(WHAT IS BEING ASKED): Rewrite the lines from the start through the one containing "[0,78,141,140]", switching "dirt lot" to "parking lot" and leaving everything else as it is.

---------- RECORDS PROVIDED

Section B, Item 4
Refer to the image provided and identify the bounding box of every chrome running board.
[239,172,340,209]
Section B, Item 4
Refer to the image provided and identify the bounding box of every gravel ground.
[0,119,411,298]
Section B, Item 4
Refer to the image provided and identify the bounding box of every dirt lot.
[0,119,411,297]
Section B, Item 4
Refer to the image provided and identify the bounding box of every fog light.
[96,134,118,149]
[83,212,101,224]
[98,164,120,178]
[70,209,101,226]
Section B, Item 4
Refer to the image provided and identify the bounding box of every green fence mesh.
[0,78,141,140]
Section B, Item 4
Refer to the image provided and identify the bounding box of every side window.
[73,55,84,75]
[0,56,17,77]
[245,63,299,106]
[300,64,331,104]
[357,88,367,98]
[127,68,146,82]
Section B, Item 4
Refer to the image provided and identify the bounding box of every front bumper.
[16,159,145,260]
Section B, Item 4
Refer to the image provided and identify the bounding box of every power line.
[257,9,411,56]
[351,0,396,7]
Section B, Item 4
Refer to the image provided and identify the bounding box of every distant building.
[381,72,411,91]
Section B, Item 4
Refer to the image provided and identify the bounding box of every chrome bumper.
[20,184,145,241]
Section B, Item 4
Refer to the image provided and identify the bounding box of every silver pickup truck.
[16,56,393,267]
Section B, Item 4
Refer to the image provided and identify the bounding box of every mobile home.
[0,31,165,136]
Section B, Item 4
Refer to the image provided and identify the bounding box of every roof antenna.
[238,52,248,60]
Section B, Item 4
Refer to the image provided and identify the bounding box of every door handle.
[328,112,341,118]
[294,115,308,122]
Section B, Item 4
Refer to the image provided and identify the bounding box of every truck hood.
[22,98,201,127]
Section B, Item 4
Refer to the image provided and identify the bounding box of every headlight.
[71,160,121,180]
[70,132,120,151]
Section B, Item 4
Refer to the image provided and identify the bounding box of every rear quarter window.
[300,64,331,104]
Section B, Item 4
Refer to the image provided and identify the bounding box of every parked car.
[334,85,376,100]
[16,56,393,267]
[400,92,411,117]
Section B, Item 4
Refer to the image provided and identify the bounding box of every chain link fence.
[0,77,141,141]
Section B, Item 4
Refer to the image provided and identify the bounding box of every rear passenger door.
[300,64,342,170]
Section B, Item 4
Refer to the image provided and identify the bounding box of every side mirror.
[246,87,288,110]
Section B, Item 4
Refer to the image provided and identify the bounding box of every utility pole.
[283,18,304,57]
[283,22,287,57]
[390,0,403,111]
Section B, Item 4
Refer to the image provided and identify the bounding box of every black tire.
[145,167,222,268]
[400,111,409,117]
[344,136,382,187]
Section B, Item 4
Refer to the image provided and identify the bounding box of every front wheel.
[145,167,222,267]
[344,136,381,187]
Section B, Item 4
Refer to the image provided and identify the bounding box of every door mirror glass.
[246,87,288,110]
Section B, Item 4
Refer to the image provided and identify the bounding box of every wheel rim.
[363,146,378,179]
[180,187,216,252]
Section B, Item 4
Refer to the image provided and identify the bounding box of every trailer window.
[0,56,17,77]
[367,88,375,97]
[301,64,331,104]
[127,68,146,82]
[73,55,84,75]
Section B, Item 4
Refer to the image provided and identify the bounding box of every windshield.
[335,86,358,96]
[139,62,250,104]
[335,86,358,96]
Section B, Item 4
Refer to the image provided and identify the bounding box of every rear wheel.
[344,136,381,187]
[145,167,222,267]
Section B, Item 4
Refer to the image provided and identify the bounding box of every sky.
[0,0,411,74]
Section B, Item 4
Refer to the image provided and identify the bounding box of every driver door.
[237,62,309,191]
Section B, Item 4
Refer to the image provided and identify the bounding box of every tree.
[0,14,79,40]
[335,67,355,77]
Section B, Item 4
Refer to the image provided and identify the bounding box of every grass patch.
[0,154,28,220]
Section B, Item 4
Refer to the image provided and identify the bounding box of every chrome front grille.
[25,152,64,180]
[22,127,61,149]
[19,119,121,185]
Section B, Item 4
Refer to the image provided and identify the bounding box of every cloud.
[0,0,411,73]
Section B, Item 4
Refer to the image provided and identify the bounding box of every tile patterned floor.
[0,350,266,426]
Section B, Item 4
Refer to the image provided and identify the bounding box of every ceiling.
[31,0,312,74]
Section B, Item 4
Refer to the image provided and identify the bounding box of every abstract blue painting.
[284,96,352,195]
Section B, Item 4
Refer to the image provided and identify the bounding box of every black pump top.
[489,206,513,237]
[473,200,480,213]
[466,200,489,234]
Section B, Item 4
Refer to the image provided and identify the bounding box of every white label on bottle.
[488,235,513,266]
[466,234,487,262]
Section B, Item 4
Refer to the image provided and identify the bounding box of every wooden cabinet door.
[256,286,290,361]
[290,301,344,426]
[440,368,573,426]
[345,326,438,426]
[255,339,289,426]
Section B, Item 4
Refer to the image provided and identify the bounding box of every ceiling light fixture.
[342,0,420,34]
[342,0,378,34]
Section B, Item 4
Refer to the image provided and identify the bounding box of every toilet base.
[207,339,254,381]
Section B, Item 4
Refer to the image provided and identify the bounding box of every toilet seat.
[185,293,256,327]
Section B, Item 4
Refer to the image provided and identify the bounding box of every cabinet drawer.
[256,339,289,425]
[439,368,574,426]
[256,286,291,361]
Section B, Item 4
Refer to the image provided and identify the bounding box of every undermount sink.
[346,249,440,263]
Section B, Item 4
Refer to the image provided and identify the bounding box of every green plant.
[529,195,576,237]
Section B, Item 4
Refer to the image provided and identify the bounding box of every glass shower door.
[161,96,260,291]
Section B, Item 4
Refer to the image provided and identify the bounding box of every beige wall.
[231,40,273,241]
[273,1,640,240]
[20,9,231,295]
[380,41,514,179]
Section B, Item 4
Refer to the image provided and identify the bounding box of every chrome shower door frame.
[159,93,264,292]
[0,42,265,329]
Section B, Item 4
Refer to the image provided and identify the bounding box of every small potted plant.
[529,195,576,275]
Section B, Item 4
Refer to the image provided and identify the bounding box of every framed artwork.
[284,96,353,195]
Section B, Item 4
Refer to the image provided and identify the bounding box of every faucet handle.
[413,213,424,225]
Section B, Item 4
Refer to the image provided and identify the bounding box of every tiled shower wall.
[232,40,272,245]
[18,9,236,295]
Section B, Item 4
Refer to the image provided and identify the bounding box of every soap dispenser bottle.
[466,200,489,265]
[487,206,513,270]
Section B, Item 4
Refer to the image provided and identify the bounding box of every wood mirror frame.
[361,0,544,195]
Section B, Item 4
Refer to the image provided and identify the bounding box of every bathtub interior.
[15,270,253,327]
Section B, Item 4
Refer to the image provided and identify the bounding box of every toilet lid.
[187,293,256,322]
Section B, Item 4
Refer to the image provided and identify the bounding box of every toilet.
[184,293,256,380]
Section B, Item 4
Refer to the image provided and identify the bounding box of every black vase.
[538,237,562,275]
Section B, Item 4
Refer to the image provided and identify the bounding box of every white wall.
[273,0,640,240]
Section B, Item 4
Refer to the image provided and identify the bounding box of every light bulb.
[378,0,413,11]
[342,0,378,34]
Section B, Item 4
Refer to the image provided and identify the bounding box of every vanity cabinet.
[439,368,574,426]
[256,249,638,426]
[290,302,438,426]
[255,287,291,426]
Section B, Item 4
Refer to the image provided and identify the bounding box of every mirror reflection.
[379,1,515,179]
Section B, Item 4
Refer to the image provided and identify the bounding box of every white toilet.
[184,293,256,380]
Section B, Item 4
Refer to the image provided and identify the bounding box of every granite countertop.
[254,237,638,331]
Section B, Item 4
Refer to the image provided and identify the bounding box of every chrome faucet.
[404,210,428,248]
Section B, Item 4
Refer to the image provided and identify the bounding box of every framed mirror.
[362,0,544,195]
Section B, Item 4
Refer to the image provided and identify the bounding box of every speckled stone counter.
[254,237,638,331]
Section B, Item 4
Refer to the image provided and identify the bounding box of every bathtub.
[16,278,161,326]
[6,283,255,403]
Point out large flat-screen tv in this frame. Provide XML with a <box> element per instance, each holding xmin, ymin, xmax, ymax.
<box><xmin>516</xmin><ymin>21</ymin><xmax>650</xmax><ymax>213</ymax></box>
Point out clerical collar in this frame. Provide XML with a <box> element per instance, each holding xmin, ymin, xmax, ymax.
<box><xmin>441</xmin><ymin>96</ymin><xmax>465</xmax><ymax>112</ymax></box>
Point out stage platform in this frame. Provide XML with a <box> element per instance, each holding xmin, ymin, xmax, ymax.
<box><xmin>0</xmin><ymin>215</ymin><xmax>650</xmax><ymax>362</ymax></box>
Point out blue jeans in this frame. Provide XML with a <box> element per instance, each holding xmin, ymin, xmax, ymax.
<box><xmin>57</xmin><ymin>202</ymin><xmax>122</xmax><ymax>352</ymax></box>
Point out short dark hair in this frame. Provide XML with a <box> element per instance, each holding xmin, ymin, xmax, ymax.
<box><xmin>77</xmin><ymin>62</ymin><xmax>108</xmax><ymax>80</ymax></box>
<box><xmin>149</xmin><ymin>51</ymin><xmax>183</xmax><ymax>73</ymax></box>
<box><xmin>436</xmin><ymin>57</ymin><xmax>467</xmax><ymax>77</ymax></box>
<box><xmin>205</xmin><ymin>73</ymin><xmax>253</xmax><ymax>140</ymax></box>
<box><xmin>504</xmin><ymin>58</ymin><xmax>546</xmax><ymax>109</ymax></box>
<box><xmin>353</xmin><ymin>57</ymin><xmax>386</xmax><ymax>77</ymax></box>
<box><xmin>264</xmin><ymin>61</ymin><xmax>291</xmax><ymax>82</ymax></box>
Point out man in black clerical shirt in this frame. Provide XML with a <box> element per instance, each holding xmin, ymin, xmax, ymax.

--------------------

(EXERCISE ANSWER):
Section B, Item 4
Refer to the image provided and identify the bounding box of every chrome running board.
[239,172,340,209]
Section B, Item 4
Refer to the image provided and identify the bounding box of every gravel ground.
[0,119,411,298]
Section B, Item 4
Refer to the image provided and identify the bounding box of every parking lot.
[0,119,411,297]
Section B, Item 4
Refer to the image provided and identify the bounding box of every fog light.
[96,134,118,149]
[83,212,101,224]
[98,164,120,178]
[70,209,101,226]
Section B, Item 4
Refer to the image provided and identify the bounding box of every green fence mesh.
[0,78,141,140]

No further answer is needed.